_What is needed_
The word "band" may appear in some lines of the data; copy every such line.

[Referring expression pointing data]
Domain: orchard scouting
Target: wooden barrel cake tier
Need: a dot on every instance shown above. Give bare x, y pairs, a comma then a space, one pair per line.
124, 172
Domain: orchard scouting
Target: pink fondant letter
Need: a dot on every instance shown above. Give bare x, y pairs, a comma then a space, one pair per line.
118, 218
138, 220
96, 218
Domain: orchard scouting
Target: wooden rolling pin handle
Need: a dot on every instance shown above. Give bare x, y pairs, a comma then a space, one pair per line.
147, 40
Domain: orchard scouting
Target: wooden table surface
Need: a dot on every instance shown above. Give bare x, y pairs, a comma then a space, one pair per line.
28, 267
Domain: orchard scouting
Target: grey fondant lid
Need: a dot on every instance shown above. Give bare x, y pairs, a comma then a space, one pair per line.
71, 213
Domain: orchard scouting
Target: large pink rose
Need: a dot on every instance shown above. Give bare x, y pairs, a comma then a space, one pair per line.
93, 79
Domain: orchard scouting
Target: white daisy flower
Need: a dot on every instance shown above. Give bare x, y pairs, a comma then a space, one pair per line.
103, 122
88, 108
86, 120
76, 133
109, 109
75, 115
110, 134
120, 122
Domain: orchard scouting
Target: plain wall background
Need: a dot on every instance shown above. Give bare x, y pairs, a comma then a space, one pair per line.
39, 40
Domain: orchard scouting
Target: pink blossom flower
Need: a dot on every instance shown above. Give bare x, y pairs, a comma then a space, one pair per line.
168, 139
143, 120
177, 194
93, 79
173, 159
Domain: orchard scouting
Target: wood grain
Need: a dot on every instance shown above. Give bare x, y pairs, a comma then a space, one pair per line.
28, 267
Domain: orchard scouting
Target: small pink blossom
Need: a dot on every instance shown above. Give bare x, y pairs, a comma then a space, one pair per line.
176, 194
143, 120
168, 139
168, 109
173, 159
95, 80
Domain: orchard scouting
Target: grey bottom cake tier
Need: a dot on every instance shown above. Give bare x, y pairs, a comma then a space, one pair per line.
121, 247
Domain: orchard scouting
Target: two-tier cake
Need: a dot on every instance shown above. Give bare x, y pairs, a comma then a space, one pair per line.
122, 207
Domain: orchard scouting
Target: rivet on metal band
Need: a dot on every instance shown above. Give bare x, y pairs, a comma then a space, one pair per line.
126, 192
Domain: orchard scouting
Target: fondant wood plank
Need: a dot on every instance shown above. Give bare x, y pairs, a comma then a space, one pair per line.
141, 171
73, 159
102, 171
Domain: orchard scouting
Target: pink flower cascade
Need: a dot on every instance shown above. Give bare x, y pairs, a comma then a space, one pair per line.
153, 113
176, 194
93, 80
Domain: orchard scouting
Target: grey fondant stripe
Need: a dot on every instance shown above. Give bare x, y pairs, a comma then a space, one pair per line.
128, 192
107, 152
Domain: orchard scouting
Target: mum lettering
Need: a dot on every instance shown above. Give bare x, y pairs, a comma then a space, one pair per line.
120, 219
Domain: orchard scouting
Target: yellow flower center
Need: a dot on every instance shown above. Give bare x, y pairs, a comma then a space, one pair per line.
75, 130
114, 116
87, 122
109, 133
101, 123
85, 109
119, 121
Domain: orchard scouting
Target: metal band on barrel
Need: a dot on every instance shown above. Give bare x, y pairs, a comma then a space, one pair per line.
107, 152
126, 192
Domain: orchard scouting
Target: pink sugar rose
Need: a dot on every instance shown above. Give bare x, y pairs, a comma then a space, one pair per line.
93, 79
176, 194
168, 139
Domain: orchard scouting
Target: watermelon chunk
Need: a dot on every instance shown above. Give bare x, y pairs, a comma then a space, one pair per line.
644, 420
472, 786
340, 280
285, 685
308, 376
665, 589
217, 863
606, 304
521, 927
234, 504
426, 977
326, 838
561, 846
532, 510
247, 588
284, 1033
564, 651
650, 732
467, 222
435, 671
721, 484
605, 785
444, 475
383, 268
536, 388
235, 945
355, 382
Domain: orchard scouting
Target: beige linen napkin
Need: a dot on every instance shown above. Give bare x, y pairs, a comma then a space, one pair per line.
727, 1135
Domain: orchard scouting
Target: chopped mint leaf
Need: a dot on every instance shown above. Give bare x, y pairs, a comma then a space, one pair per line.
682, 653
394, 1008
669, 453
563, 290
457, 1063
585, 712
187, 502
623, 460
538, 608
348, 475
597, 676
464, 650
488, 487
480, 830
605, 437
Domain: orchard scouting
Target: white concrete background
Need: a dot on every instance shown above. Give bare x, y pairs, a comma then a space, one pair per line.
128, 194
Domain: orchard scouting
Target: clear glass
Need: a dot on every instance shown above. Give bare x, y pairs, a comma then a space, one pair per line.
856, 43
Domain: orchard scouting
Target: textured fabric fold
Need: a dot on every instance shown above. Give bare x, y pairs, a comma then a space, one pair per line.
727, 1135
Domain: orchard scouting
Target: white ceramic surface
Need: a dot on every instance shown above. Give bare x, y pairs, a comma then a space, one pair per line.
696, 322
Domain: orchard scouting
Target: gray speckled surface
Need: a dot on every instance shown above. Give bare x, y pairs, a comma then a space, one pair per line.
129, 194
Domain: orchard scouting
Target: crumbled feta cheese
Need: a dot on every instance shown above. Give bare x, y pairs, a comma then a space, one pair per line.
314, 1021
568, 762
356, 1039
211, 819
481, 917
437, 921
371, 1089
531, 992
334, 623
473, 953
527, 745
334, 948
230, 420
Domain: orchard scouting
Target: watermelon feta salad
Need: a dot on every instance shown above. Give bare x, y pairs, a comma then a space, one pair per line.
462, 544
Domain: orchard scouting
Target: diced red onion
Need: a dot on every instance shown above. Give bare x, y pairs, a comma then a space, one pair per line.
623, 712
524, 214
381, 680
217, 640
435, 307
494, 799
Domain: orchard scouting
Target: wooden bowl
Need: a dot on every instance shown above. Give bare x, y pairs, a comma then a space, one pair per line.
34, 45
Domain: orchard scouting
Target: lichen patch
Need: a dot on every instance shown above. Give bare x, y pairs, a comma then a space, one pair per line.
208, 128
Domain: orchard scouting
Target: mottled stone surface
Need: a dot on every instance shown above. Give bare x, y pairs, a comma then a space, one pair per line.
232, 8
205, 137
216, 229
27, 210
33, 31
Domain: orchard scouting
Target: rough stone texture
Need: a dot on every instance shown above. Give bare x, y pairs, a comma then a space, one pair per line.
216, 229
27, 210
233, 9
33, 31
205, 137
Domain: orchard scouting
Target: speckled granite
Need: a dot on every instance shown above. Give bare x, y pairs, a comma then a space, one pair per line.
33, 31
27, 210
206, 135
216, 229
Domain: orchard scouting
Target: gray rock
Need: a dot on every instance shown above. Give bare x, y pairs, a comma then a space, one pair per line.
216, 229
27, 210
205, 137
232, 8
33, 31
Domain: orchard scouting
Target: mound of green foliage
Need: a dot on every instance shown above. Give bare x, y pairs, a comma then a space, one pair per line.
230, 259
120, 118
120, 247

_Expected answer_
Target: rivet on metal band
Target: metal band on barrel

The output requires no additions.